EXERCISE DESCRIPTION.
Locate every line in the data that contains the word "flower" and copy each one out in full.

**** INPUT MATERIAL ****

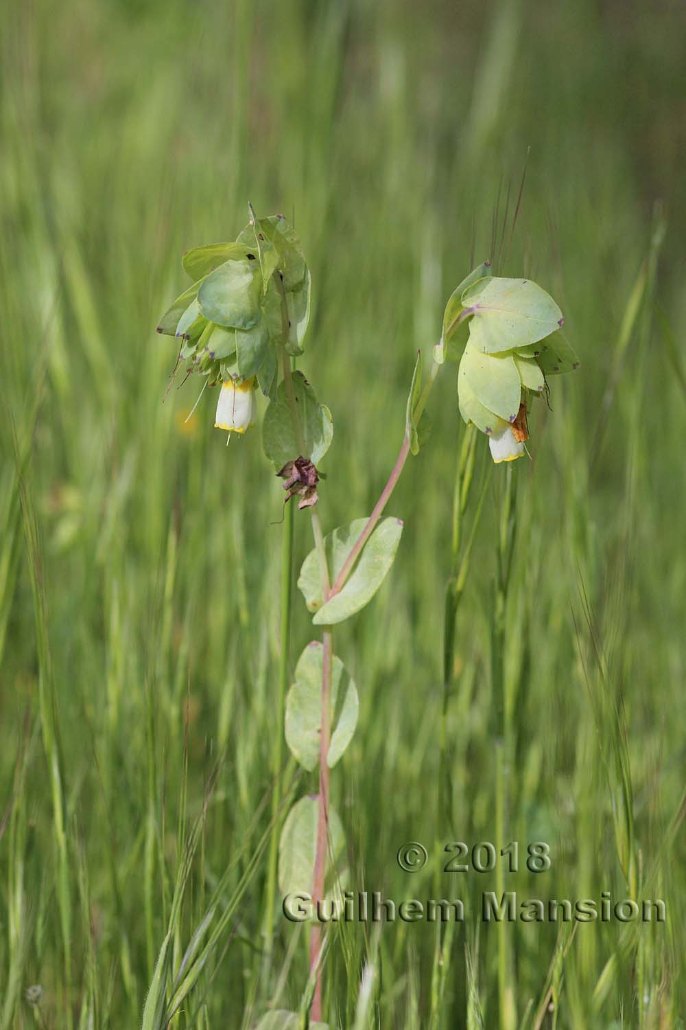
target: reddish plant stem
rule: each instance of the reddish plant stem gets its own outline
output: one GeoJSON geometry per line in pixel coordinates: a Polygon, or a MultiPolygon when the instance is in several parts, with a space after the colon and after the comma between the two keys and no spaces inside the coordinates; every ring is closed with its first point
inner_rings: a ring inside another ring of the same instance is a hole
{"type": "MultiPolygon", "coordinates": [[[[331,668],[333,661],[333,638],[331,628],[322,632],[322,726],[319,742],[319,812],[317,820],[317,852],[315,855],[315,876],[312,887],[314,912],[317,903],[324,899],[326,855],[329,846],[329,766],[328,753],[331,739],[331,668]]],[[[322,950],[322,925],[315,916],[310,936],[310,972],[320,963],[322,950]]],[[[317,984],[312,1003],[312,1019],[322,1019],[322,967],[317,971],[317,984]]]]}

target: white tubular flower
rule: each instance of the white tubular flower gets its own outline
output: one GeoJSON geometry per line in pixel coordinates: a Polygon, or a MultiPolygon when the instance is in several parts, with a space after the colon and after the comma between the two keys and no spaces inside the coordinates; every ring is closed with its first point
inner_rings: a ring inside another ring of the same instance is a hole
{"type": "Polygon", "coordinates": [[[491,456],[496,465],[500,461],[514,461],[516,457],[521,457],[525,452],[525,445],[515,439],[511,425],[492,433],[489,437],[491,456]]]}
{"type": "Polygon", "coordinates": [[[255,377],[236,383],[227,379],[221,384],[215,428],[227,433],[245,433],[255,424],[257,406],[255,404],[255,377]]]}

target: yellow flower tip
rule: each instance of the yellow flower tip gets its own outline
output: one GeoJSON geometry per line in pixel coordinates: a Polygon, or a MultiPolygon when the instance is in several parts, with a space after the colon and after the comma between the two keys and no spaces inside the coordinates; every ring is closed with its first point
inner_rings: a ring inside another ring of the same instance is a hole
{"type": "Polygon", "coordinates": [[[502,465],[503,461],[516,461],[518,457],[523,457],[523,451],[521,454],[509,454],[507,457],[495,457],[493,459],[494,465],[502,465]]]}
{"type": "Polygon", "coordinates": [[[489,437],[489,447],[496,465],[500,465],[501,461],[514,461],[525,453],[523,442],[515,438],[511,425],[506,425],[498,433],[492,433],[489,437]]]}
{"type": "Polygon", "coordinates": [[[251,376],[241,383],[227,379],[221,384],[215,428],[241,434],[252,428],[257,414],[254,383],[255,377],[251,376]]]}
{"type": "Polygon", "coordinates": [[[197,415],[188,414],[187,411],[177,411],[175,416],[176,431],[182,437],[193,438],[197,436],[200,425],[197,415]]]}
{"type": "Polygon", "coordinates": [[[214,423],[215,430],[225,430],[226,433],[240,433],[241,436],[243,436],[243,434],[246,432],[246,430],[252,430],[252,428],[254,428],[254,426],[255,426],[254,422],[251,422],[250,425],[241,425],[241,426],[238,426],[238,425],[227,425],[225,422],[221,422],[221,423],[220,422],[215,422],[214,423]]]}

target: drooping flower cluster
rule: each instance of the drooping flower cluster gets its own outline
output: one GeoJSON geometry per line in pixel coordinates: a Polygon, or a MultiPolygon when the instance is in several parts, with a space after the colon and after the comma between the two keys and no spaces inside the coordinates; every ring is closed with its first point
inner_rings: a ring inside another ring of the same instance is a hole
{"type": "Polygon", "coordinates": [[[221,384],[215,425],[245,433],[255,423],[255,386],[274,398],[278,348],[302,352],[310,317],[310,271],[283,215],[251,220],[233,243],[188,250],[193,280],[163,315],[158,333],[181,342],[188,373],[221,384]]]}
{"type": "Polygon", "coordinates": [[[492,276],[488,263],[447,302],[434,356],[460,362],[460,414],[489,437],[496,462],[525,453],[529,398],[546,391],[548,376],[578,367],[563,324],[545,290],[530,279],[492,276]]]}

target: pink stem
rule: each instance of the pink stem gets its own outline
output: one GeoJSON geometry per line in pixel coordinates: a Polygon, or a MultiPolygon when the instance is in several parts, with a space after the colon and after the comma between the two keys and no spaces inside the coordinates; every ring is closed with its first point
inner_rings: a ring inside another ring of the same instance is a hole
{"type": "MultiPolygon", "coordinates": [[[[332,633],[329,628],[322,632],[322,726],[319,741],[319,816],[317,821],[317,852],[315,855],[315,876],[312,888],[315,922],[310,937],[310,971],[320,961],[322,948],[322,925],[317,916],[317,902],[324,899],[324,873],[329,843],[329,742],[331,737],[331,665],[333,659],[332,633]]],[[[317,972],[315,997],[312,1003],[313,1021],[322,1019],[322,967],[317,972]]]]}
{"type": "Polygon", "coordinates": [[[408,454],[409,454],[409,437],[405,436],[398,457],[396,458],[396,462],[393,466],[393,471],[389,476],[389,481],[382,490],[381,496],[378,497],[378,501],[374,505],[371,515],[367,519],[367,524],[365,525],[364,529],[358,537],[355,546],[353,547],[352,551],[350,552],[350,554],[348,555],[348,557],[344,562],[342,569],[336,576],[335,583],[329,590],[328,593],[329,597],[333,597],[336,593],[339,593],[340,590],[342,590],[344,586],[346,585],[346,581],[350,576],[351,572],[353,571],[353,565],[357,561],[362,548],[364,547],[366,542],[369,540],[369,537],[373,533],[374,526],[382,517],[383,511],[386,508],[386,505],[388,504],[388,500],[393,493],[396,483],[400,479],[400,473],[402,472],[405,466],[405,461],[407,460],[408,454]]]}

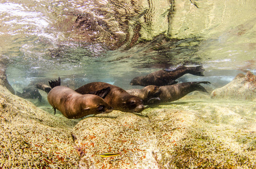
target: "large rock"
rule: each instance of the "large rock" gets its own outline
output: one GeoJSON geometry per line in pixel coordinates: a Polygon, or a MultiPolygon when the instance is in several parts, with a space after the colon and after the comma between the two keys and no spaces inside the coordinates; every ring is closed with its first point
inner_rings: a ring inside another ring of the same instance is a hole
{"type": "Polygon", "coordinates": [[[71,130],[54,116],[0,86],[0,168],[77,168],[71,130]]]}
{"type": "MultiPolygon", "coordinates": [[[[193,97],[191,100],[189,97],[193,97]]],[[[254,103],[183,102],[143,115],[113,111],[74,128],[81,168],[253,168],[256,167],[254,103]],[[105,152],[121,152],[103,158],[105,152]]],[[[180,101],[180,100],[179,101],[180,101]]]]}
{"type": "Polygon", "coordinates": [[[213,99],[253,100],[256,99],[256,76],[250,72],[245,75],[238,74],[225,86],[214,90],[211,96],[213,99]]]}
{"type": "Polygon", "coordinates": [[[255,168],[255,112],[254,101],[194,92],[77,123],[0,86],[0,168],[255,168]]]}

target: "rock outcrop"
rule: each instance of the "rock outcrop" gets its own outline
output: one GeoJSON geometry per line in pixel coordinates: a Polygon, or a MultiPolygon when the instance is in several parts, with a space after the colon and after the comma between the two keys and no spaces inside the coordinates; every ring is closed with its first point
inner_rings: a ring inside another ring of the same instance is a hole
{"type": "Polygon", "coordinates": [[[0,168],[255,168],[255,103],[194,94],[140,114],[78,122],[0,86],[0,168]]]}

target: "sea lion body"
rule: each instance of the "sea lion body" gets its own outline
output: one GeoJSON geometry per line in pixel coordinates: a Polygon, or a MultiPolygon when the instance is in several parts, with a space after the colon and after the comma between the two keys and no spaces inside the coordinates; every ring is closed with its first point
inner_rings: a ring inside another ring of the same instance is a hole
{"type": "Polygon", "coordinates": [[[138,97],[129,94],[123,88],[104,82],[92,82],[84,85],[75,91],[81,94],[88,94],[94,91],[110,87],[110,91],[104,100],[114,110],[125,112],[141,112],[145,109],[143,101],[138,97]]]}
{"type": "Polygon", "coordinates": [[[49,86],[44,84],[43,83],[38,83],[36,84],[34,86],[38,89],[42,90],[47,94],[51,89],[51,88],[49,86]]]}
{"type": "Polygon", "coordinates": [[[206,81],[192,82],[160,86],[160,92],[158,96],[160,102],[173,101],[194,91],[208,92],[200,83],[209,84],[210,83],[206,81]]]}
{"type": "Polygon", "coordinates": [[[131,85],[146,86],[155,85],[158,86],[175,84],[175,80],[186,73],[203,76],[205,70],[202,66],[186,67],[180,66],[173,69],[162,69],[151,73],[145,76],[134,78],[130,82],[131,85]]]}
{"type": "Polygon", "coordinates": [[[66,86],[54,87],[47,97],[54,109],[70,119],[107,113],[112,110],[112,108],[101,97],[92,94],[81,95],[66,86]]]}
{"type": "Polygon", "coordinates": [[[126,91],[130,95],[142,99],[145,104],[148,104],[149,100],[150,99],[157,97],[160,92],[159,87],[155,85],[149,85],[142,89],[130,89],[126,91]]]}

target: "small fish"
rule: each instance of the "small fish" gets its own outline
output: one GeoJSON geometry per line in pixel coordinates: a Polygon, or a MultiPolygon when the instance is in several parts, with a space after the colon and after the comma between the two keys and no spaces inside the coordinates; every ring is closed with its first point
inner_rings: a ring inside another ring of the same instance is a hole
{"type": "Polygon", "coordinates": [[[99,154],[99,155],[103,157],[115,157],[118,156],[121,154],[121,152],[119,153],[105,153],[99,154]]]}

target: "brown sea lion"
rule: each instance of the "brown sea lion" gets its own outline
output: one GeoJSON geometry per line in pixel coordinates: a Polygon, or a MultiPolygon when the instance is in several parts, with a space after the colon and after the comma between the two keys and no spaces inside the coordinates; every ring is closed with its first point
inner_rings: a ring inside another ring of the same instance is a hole
{"type": "Polygon", "coordinates": [[[142,89],[133,88],[126,91],[130,95],[137,96],[143,100],[144,104],[148,104],[149,100],[160,94],[159,87],[149,85],[142,89]]]}
{"type": "Polygon", "coordinates": [[[37,83],[36,84],[35,86],[38,89],[42,90],[46,92],[46,93],[49,93],[51,89],[51,87],[45,84],[44,84],[43,83],[37,83]]]}
{"type": "Polygon", "coordinates": [[[145,109],[143,101],[138,97],[129,94],[123,88],[104,82],[93,82],[84,85],[75,91],[81,94],[88,94],[93,91],[98,91],[110,87],[110,91],[104,100],[111,105],[114,110],[125,112],[141,112],[145,109]]]}
{"type": "Polygon", "coordinates": [[[142,86],[171,85],[177,83],[175,80],[186,73],[203,76],[204,70],[202,66],[195,67],[180,66],[174,69],[162,69],[145,76],[136,77],[131,81],[130,84],[142,86]]]}
{"type": "Polygon", "coordinates": [[[89,114],[110,113],[113,110],[98,96],[82,95],[66,86],[55,87],[53,84],[51,85],[50,82],[49,84],[53,88],[47,97],[49,103],[67,118],[80,118],[89,114]]]}
{"type": "Polygon", "coordinates": [[[192,82],[160,86],[159,87],[160,92],[158,96],[160,99],[159,101],[161,103],[173,101],[194,91],[208,92],[200,83],[208,84],[211,83],[206,81],[192,82]]]}

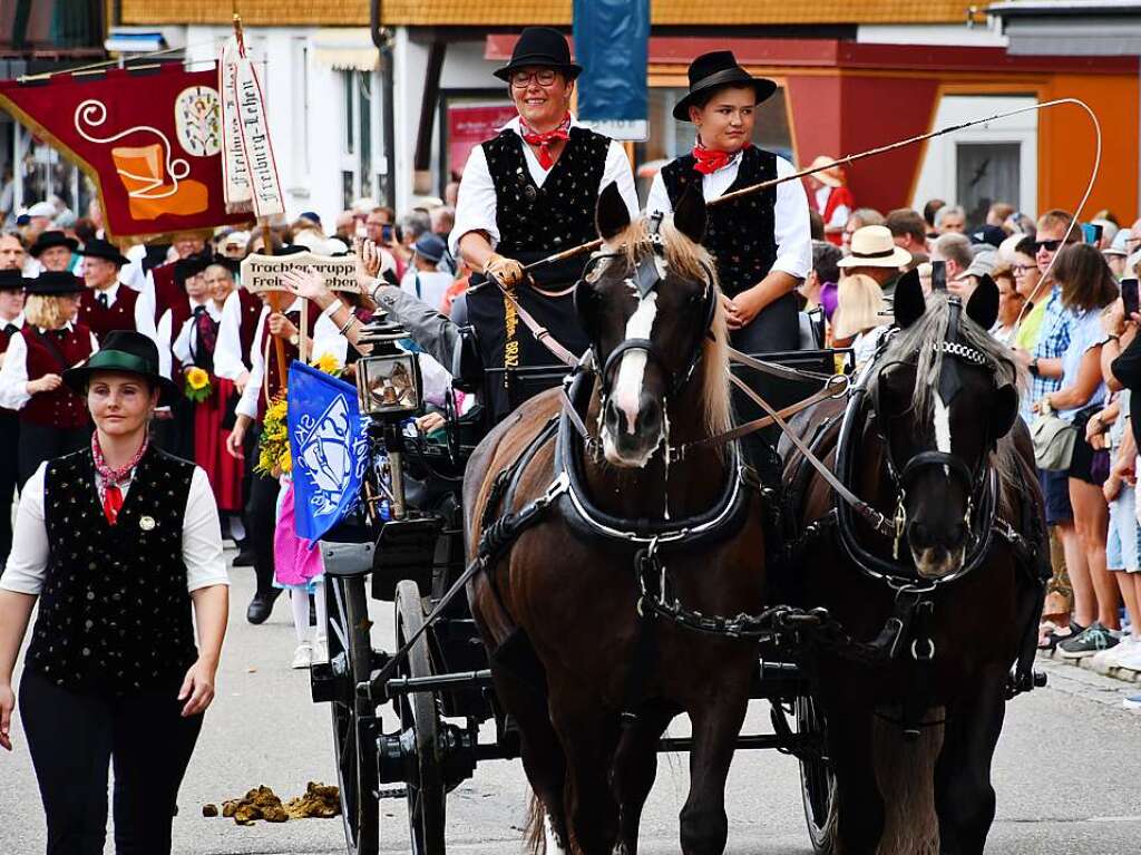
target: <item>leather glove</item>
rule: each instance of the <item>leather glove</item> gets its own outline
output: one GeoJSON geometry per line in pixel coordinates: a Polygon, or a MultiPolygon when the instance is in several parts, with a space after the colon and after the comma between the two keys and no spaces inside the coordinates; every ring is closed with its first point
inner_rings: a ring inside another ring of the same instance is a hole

****

TASK SOLUTION.
target: white tubular flower
rule: each instance of the white tubular flower gets its own outline
target: yellow flower tip
rule: each instance of the yellow flower tip gets its own outline
target: drooping flower cluster
rule: each instance of the drooping flower cluster gets its own outline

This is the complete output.